• [What the task requires]: Please copy out the listing below line for line, without any changes, and leave the pictures out of your copy.

## begin Data section

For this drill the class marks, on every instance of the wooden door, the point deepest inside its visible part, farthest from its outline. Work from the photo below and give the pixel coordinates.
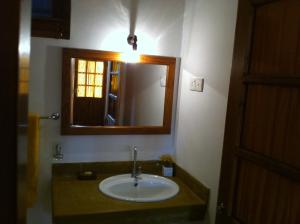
(15, 19)
(261, 156)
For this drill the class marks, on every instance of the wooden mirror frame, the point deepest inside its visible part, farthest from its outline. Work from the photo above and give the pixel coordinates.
(66, 105)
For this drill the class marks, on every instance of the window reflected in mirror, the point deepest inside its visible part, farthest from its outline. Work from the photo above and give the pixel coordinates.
(106, 92)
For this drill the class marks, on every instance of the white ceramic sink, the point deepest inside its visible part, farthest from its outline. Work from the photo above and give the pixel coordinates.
(150, 188)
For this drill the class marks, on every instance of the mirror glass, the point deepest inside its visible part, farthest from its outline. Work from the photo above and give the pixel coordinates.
(111, 93)
(101, 92)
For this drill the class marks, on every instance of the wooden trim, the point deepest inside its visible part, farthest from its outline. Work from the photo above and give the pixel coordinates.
(57, 26)
(281, 80)
(270, 164)
(66, 122)
(259, 3)
(242, 49)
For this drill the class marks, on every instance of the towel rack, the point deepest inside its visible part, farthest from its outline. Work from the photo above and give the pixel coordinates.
(54, 116)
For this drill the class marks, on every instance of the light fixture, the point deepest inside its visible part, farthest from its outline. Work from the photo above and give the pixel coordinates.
(131, 56)
(131, 40)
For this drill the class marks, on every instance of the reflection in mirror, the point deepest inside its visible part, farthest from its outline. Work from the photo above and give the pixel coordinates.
(104, 92)
(116, 93)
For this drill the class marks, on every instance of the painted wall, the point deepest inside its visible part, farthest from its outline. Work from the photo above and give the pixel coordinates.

## end Data section

• [Result for this exercise]:
For this drill the class marks, on every instance of the wooden door, the point deepest inside its visible part, farthest from its outline. Work from the photo below and give the pixel coordinates.
(15, 19)
(261, 156)
For this drill the class marks, on every instance of the wooden mirror frame, the point deepest inside its visible part, farthest from its outline. Work from the photo above and give the pixel coordinates.
(66, 105)
For this drill the class marks, on every instance of the window reflected in mirror, the point deepest inside its visible part, farthest from its outline. Work from the photo above and give the pixel coordinates.
(106, 92)
For this drill the class marks, on every instance of the white ceramic sink, the point deepest inside its visible part, farthest from its outline. Work from the photo above and give the pixel coordinates.
(150, 188)
For this drill the class marks, on every instance of the mirror glass, the point deepest inside its visible part, farthest from its outline. Work from the photo above and give the pixel coordinates.
(111, 93)
(101, 92)
For this drill the class marks, on every instance of the wooden trim, the point deepest inside its visible part, farthest from its outline. Work from the photo above and give the pixel coordinates.
(57, 26)
(281, 80)
(270, 164)
(66, 122)
(259, 3)
(242, 49)
For this drill the class marks, on every instance of the towel rack, the point deepest inside its visible part, farthest from its outline. Work from the photo above and give the pixel coordinates.
(54, 116)
For this drill the class marks, on every instance of the light fixture, the point deepest inside its visible part, farthest from its outline. Work from the photo above and give the pixel coordinates.
(131, 56)
(131, 40)
For this drill the class marks, on every instance of the reflection in mirror, the point deepest inside its visible part, farthest from its outline. Work from the photo above and give the pixel coordinates.
(104, 92)
(116, 93)
For this drill the class marks, on every instance of the painted wall, the point deepest inside its visible part, farthest from its outline. Work from the photo above and give the pixel coordinates.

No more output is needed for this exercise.